Segment Start: DATA FOR THE TASK

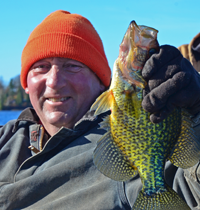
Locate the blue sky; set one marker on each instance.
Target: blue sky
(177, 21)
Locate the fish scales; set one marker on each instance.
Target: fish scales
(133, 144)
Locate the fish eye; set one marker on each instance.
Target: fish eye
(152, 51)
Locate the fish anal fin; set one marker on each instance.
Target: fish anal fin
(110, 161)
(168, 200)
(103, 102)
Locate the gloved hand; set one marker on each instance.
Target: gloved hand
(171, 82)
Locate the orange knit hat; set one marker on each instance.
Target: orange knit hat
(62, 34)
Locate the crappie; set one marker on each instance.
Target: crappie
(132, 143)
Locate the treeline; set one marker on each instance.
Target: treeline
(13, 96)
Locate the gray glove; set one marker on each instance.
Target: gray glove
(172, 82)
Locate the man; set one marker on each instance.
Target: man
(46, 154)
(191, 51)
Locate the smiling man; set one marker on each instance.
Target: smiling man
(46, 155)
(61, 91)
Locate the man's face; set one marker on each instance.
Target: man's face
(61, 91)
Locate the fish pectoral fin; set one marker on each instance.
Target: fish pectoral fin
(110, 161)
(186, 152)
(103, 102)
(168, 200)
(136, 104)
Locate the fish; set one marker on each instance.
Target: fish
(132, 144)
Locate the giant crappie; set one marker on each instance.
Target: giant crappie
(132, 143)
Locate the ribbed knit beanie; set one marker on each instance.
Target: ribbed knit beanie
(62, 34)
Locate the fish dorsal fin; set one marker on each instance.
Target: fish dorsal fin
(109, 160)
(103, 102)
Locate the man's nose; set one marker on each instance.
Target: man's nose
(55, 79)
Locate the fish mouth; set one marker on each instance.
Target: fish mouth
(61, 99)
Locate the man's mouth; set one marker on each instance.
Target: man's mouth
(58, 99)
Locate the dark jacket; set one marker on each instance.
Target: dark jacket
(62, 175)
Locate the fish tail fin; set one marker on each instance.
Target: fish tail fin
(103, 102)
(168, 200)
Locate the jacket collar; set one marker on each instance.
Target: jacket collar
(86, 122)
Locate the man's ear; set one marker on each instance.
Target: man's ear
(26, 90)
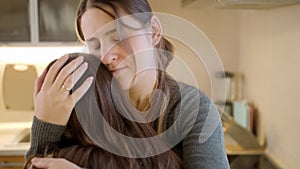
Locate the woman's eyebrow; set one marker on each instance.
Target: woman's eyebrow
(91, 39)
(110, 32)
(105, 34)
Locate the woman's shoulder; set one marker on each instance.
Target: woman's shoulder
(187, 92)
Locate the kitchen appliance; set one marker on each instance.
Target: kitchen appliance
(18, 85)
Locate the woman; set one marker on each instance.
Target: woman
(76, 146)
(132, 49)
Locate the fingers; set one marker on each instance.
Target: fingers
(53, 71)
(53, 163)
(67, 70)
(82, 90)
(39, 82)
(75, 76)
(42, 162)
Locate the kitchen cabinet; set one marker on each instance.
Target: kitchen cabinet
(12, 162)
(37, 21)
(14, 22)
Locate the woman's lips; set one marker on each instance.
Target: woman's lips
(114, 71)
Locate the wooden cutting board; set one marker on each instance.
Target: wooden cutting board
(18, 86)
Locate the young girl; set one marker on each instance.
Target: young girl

Segment End: DATA FOR THE TASK
Segment Start: DATA FOR THE TASK

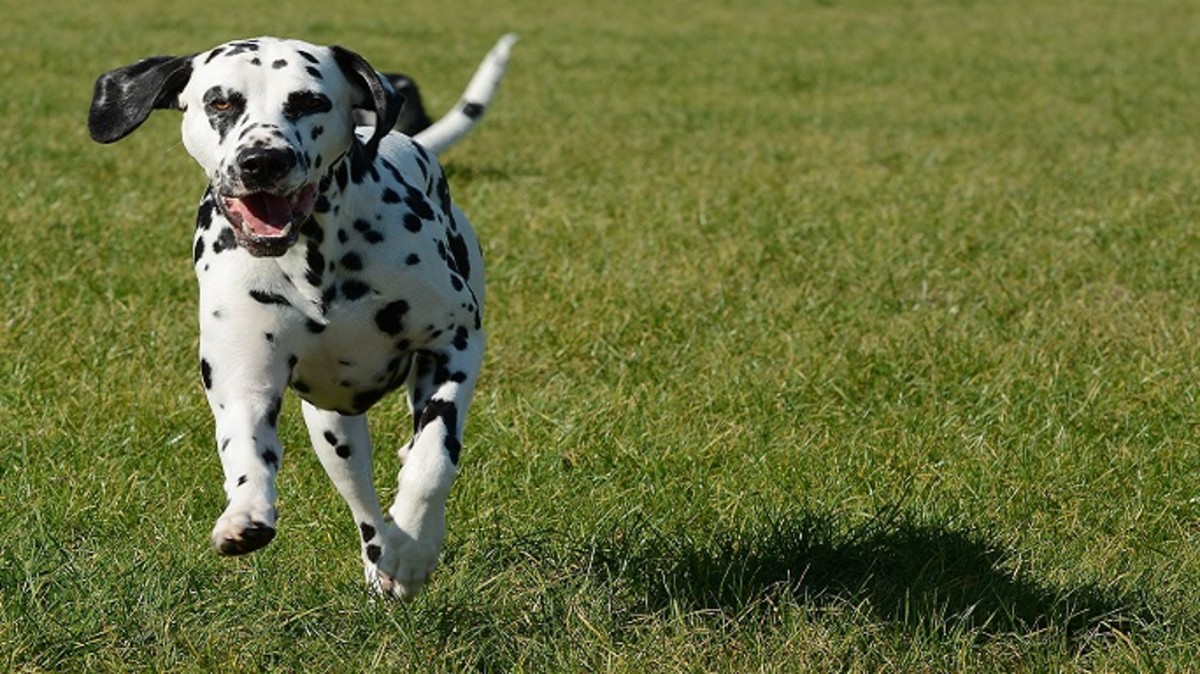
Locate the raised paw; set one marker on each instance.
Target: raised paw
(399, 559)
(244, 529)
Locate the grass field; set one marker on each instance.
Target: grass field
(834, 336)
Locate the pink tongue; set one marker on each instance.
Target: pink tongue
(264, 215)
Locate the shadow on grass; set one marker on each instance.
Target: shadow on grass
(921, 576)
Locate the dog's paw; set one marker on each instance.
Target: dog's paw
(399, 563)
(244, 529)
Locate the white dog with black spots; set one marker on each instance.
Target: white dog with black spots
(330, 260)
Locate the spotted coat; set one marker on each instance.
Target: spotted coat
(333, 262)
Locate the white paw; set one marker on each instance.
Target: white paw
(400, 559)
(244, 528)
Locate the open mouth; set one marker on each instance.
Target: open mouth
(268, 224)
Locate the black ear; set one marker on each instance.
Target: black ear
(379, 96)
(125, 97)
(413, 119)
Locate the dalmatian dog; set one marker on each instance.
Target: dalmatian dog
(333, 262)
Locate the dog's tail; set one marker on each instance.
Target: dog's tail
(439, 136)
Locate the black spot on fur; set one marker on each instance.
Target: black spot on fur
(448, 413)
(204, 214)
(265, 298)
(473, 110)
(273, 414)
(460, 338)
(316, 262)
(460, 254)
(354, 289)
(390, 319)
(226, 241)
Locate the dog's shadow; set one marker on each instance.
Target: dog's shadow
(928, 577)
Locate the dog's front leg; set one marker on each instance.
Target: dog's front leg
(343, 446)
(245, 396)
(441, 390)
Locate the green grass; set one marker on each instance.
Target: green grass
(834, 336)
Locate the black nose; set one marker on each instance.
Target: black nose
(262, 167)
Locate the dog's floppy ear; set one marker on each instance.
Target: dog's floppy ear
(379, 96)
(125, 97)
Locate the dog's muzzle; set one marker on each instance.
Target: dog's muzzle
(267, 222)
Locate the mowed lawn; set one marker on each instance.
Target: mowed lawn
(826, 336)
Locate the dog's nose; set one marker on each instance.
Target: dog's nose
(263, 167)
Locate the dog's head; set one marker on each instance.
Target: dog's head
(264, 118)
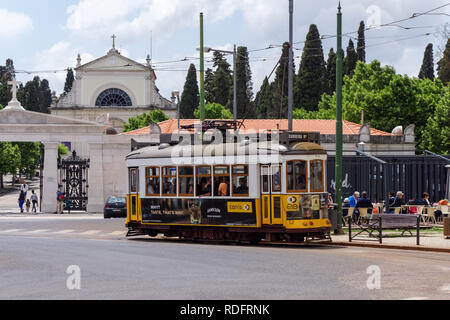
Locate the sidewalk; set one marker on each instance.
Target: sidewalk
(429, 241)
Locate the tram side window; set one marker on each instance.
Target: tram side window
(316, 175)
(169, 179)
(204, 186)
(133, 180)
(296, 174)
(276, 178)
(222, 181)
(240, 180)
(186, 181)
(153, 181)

Segment End: DATA FOR THE TASK

■ INSTRUCTIONS TO FOLLOW: Each line in the records above with "girl" must be returned.

■ SOLVED EXERCISE:
Locate the young girl; set one marker on each instance.
Target: young girl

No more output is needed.